-- Start --

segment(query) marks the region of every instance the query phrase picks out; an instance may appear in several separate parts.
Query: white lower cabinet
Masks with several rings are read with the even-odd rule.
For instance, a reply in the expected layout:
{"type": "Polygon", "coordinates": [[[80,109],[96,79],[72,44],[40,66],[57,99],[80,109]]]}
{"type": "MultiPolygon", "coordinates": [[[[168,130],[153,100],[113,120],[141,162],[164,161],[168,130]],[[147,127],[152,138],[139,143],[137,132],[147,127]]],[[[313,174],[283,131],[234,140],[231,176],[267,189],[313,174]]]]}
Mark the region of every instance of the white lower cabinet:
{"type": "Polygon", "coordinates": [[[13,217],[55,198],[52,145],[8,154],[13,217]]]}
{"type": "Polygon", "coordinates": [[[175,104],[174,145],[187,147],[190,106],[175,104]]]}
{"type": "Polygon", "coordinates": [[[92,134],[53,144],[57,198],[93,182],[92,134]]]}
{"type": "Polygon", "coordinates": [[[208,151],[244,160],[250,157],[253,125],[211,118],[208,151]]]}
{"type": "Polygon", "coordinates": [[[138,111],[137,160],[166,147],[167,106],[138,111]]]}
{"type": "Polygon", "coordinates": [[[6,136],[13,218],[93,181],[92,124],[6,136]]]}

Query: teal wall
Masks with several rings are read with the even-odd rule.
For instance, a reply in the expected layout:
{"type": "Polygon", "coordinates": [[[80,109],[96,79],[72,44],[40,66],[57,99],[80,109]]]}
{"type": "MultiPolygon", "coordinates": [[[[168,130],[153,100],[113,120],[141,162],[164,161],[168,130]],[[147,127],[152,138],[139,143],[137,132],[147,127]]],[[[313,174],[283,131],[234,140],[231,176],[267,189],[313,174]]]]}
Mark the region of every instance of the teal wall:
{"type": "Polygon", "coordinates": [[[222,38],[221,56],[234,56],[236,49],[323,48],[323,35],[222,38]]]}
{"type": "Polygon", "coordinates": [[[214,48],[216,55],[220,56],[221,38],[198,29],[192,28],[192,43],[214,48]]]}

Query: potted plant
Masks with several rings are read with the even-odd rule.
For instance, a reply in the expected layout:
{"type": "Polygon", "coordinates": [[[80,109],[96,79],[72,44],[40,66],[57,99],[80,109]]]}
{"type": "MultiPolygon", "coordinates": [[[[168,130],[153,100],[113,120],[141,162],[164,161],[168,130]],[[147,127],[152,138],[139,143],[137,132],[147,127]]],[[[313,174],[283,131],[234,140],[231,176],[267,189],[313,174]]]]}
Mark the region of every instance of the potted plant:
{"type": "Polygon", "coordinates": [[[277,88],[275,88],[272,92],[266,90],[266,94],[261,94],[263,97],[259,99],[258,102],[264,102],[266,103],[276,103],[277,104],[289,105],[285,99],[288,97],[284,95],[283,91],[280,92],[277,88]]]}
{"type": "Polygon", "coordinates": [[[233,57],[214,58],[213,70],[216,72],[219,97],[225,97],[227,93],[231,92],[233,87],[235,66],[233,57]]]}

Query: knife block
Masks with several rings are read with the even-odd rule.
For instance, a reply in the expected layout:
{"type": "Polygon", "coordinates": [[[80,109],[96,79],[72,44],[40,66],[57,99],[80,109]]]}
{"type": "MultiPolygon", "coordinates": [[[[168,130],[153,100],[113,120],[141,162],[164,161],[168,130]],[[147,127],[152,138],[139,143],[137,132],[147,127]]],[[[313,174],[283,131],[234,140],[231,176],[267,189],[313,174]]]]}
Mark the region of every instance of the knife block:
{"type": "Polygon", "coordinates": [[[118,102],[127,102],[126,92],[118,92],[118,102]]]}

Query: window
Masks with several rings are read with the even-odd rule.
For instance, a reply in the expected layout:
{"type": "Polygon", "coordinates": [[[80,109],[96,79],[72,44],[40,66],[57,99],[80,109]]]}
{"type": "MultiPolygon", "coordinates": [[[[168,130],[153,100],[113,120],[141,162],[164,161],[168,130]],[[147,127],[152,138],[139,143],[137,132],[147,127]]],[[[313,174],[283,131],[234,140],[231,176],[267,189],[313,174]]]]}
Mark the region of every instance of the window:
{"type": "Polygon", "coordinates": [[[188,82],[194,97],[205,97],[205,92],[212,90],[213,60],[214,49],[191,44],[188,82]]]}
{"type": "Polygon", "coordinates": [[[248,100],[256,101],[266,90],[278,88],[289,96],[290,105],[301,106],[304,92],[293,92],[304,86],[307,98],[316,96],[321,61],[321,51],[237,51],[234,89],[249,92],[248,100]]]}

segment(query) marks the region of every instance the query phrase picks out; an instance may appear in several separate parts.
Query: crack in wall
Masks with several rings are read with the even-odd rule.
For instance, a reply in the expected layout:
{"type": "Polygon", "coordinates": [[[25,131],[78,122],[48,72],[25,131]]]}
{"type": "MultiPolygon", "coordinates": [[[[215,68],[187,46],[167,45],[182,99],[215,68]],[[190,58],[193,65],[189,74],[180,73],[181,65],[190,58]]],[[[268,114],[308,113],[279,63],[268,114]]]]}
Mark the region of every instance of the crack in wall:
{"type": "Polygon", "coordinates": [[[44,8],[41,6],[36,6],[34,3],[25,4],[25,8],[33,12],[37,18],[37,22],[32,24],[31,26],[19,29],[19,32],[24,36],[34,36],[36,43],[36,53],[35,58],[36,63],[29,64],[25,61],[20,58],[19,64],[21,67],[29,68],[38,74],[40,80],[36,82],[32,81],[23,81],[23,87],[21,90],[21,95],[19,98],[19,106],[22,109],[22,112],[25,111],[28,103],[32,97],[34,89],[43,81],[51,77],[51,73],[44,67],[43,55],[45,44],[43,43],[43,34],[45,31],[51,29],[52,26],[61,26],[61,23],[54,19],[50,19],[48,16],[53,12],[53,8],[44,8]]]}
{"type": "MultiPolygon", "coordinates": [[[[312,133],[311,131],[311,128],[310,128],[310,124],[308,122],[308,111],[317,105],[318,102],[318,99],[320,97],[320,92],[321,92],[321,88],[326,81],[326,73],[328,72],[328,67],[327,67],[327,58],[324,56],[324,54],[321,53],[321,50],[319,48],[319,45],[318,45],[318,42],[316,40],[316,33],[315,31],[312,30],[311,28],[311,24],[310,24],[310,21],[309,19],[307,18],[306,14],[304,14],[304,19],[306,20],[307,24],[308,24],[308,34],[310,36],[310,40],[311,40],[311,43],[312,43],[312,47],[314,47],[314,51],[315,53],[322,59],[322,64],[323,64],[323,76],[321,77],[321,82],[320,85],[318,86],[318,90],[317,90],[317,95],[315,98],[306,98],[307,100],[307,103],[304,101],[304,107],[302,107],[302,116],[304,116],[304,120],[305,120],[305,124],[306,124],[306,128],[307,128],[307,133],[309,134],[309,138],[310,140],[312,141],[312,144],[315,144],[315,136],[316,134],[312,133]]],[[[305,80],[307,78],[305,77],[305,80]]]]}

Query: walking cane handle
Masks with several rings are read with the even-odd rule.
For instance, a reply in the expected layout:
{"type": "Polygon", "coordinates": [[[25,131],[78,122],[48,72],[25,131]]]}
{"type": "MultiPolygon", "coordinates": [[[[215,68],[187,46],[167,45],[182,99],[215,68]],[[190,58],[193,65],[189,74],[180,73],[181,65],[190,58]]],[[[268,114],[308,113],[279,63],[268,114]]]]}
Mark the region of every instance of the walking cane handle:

-- End --

• [EXERCISE AIM]: Locate "Query: walking cane handle" in the material, then quote the line that contains it and all lines after it through the final one.

• [REPLY TO THE EXERCISE]:
Query: walking cane handle
Masks with several rings are read with the even-odd rule.
For instance, a reply in the expected layout:
{"type": "Polygon", "coordinates": [[[25,131],[78,122],[48,72],[25,131]]]}
{"type": "MultiPolygon", "coordinates": [[[[215,68],[187,46],[167,45],[182,99],[215,68]],[[190,58],[193,65],[189,74],[180,73],[181,65],[190,58]]],[[[268,114],[308,113],[279,63],[268,114]]]]}
Mark the region of every instance of the walking cane handle:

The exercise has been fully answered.